*** Given text ***
His OpenGL example is hilarious. "Oh my god, I can't use glBegin and glVertex"... Function calls which have been deprecated in OpenGL since version 2, that was 15 years ago!
As for UIKit being very different from AppKit... Well of course it is! UIKit is for building touch based UIs, if you transfer the exact same things as you have on Mac OS straight over, you end up with a shit mishmash of rubbish. The important thing here is that both APIs share their Foundation API (the basic programmery stuff you need like dictionaries, arrays, strings, etc).
In TFA, JWZ said "It was ridiculously difficult, because I refused to fork the MacOS X code base: the desktop and the phone are both supposedly within spitting distance of being the same operating system, so it should be a small matter of ifdefs to have the same app compile as a desktop application and an iPhone application, right?"
*** Provided records ***
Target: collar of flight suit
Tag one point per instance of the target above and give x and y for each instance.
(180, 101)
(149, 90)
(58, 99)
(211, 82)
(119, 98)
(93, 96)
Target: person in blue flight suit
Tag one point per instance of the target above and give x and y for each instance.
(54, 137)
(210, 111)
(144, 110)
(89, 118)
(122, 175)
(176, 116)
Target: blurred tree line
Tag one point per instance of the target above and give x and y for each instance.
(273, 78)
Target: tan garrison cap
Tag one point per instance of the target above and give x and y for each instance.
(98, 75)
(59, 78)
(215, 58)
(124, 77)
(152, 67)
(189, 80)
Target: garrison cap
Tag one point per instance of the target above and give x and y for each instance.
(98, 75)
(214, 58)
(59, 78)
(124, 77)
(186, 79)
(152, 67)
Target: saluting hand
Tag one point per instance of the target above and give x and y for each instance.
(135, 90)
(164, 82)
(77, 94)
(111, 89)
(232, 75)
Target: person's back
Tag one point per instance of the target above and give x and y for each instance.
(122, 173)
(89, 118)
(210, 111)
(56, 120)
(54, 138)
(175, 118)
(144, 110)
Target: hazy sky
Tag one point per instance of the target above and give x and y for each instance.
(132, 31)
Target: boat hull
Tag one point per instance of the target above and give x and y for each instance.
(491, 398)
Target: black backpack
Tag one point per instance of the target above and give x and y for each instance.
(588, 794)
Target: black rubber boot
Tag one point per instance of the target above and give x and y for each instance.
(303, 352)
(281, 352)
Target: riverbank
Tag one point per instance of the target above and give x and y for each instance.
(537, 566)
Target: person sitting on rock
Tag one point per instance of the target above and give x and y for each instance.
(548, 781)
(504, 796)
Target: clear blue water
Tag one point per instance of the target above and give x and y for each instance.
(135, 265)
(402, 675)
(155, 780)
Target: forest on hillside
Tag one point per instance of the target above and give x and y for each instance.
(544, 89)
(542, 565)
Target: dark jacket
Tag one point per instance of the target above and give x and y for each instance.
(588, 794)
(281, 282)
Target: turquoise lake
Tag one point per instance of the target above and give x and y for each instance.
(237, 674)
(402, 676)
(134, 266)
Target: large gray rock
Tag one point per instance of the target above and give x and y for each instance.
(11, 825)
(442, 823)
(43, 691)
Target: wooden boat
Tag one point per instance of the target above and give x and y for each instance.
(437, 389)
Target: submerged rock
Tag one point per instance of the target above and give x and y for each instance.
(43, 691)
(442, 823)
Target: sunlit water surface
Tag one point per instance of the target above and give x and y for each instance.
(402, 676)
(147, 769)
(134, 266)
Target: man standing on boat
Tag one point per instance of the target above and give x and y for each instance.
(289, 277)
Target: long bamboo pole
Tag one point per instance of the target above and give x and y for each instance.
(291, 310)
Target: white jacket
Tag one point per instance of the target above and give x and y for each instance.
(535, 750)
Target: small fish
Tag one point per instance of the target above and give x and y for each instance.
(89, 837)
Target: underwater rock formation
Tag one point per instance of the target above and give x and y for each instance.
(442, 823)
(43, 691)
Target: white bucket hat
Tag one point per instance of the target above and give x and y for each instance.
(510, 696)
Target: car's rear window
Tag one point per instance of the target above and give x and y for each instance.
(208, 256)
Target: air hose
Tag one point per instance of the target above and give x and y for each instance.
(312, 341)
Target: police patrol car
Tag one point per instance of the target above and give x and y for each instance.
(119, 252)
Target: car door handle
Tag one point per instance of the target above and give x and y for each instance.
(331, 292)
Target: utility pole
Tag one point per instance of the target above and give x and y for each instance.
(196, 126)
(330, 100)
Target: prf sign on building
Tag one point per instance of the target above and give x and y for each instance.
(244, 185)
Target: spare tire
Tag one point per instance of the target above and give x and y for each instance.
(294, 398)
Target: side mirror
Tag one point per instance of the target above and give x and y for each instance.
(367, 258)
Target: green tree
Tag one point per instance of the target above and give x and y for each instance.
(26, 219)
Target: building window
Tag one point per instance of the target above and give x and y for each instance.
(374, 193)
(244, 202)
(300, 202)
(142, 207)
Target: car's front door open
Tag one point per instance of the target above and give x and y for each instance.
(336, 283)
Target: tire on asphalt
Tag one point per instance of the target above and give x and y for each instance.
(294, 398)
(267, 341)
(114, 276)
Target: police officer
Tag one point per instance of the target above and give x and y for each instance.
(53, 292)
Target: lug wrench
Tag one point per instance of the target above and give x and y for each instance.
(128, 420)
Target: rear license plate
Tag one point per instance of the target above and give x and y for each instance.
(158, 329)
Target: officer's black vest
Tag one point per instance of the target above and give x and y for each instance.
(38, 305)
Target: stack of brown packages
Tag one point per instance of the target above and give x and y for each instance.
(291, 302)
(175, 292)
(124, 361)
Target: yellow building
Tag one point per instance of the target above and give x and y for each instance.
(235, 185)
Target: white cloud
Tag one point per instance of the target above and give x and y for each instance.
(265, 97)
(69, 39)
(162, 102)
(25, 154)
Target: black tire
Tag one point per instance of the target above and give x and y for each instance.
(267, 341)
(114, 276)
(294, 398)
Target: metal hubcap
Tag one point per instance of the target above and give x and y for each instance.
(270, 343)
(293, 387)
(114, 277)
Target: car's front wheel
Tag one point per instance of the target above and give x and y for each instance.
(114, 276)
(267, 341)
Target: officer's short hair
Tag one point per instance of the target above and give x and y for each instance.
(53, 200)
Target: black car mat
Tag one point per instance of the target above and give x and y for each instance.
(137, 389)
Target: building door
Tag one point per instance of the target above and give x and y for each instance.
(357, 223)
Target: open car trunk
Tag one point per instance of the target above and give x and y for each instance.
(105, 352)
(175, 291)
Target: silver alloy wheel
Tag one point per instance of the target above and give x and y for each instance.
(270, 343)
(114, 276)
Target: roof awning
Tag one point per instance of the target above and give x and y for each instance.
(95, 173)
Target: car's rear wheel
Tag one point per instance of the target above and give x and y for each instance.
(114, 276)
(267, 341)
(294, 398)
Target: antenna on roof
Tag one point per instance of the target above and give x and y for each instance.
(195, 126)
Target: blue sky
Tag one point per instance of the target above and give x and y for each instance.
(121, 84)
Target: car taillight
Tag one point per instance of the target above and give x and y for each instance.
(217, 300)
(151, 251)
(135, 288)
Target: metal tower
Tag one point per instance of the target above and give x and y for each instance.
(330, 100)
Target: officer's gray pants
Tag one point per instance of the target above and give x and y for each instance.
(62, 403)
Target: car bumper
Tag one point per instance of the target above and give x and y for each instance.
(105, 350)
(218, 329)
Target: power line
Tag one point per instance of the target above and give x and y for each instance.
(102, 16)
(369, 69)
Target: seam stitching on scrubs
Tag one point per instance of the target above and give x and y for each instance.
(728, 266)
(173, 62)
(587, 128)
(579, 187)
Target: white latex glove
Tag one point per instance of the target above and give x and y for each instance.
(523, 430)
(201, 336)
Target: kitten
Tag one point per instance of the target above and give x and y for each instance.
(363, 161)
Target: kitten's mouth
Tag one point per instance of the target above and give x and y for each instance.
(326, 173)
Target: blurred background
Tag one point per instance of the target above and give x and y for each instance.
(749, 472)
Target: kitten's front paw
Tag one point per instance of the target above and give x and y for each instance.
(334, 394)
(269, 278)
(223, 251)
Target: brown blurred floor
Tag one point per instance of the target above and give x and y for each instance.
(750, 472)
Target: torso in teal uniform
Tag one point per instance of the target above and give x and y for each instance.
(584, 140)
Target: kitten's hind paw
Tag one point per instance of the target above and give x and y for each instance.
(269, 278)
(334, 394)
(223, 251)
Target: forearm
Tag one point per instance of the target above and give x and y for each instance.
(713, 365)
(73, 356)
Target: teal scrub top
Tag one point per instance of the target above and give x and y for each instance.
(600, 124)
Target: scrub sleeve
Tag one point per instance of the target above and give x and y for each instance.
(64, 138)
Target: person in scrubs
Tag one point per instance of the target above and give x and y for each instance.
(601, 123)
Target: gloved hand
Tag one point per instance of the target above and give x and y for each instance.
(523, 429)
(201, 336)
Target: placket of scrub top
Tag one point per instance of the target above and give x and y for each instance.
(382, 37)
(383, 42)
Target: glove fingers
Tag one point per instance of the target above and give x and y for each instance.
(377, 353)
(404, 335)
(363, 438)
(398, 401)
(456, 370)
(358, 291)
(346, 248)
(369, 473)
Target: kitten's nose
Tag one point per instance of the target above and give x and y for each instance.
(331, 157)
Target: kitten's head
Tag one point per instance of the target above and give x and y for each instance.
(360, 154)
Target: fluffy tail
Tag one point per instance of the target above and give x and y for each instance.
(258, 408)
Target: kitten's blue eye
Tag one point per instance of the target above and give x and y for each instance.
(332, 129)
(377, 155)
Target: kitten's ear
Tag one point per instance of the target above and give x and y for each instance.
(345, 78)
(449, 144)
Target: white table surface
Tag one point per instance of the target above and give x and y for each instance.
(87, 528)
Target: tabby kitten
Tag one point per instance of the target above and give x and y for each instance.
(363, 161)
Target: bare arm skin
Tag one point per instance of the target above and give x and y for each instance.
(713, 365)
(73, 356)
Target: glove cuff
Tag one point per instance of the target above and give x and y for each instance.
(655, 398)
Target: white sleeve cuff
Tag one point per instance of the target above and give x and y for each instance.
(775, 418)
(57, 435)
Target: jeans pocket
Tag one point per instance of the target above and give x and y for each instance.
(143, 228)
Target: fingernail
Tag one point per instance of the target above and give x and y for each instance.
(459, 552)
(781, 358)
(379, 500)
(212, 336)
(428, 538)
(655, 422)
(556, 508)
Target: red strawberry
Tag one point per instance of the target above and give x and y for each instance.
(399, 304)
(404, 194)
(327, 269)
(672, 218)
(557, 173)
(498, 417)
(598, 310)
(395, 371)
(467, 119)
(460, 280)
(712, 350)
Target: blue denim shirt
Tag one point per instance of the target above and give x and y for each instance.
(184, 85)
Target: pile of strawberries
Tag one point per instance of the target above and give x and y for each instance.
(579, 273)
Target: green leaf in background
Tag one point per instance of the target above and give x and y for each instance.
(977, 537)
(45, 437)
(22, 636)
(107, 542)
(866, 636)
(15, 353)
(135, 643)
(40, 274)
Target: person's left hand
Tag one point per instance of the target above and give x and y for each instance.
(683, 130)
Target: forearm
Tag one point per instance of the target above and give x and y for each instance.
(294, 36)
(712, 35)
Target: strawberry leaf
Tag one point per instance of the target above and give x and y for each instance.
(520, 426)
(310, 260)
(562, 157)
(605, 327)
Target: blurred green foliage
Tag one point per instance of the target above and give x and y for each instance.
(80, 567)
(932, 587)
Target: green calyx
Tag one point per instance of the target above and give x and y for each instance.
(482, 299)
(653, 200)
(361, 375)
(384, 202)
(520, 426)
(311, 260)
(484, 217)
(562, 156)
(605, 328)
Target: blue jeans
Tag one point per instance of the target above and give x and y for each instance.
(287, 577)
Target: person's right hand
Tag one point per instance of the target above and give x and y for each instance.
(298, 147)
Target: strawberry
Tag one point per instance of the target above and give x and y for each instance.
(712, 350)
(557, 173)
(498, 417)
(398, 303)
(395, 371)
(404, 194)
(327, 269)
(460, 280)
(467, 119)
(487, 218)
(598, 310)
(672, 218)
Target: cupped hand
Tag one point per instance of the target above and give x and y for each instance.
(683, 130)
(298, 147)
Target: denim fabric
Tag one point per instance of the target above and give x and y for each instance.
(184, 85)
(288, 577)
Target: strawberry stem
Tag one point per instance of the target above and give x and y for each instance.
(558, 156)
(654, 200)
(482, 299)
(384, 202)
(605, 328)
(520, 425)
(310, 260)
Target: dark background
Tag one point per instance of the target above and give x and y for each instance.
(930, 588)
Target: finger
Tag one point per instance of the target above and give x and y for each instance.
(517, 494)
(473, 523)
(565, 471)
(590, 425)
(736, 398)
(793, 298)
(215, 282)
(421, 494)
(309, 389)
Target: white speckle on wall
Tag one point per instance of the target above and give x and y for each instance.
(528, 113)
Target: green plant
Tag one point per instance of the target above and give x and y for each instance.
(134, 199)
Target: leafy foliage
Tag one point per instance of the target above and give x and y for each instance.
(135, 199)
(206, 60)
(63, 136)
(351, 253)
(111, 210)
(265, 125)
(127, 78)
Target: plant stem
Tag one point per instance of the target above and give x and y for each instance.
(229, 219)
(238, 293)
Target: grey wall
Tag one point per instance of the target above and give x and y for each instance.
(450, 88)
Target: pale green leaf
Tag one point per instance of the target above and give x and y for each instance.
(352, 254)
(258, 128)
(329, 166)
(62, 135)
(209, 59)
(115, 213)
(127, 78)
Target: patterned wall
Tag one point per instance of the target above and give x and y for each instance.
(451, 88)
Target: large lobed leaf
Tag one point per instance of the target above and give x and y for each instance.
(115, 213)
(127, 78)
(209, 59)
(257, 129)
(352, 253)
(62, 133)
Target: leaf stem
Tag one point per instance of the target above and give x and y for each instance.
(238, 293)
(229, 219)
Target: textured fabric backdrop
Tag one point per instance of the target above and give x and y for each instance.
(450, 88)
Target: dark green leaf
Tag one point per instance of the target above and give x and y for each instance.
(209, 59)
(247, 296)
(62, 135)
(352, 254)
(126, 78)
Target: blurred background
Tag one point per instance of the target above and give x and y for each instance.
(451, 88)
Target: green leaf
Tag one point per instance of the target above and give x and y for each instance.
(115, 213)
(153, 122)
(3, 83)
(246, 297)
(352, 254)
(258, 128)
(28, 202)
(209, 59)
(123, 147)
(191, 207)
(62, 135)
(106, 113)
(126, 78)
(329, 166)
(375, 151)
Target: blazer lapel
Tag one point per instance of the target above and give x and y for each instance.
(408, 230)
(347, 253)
***
◆ **Written problem A**:
In the comment about OpenGL and UIKit, why does the writer think it is natural that UIKit differs so much from AppKit? Answer in one to three sentences.
◆ **Written problem B**:
Please pull out every line of the listing that contains the string "black", treating uppercase and lowercase as different.
The comment and the listing were taken from unrelated sources.

◆ **Answer A**:
UIKit is meant for building touch-based interfaces, so carrying the Mac OS elements straight over would produce a messy jumble. What matters is that both share the Foundation API for basics such as dictionaries, arrays, and strings.

◆ **Answer B**:
Target: black backpack
Target: black rubber boot
Target: officer's black vest
Target: black tire
Target: black car mat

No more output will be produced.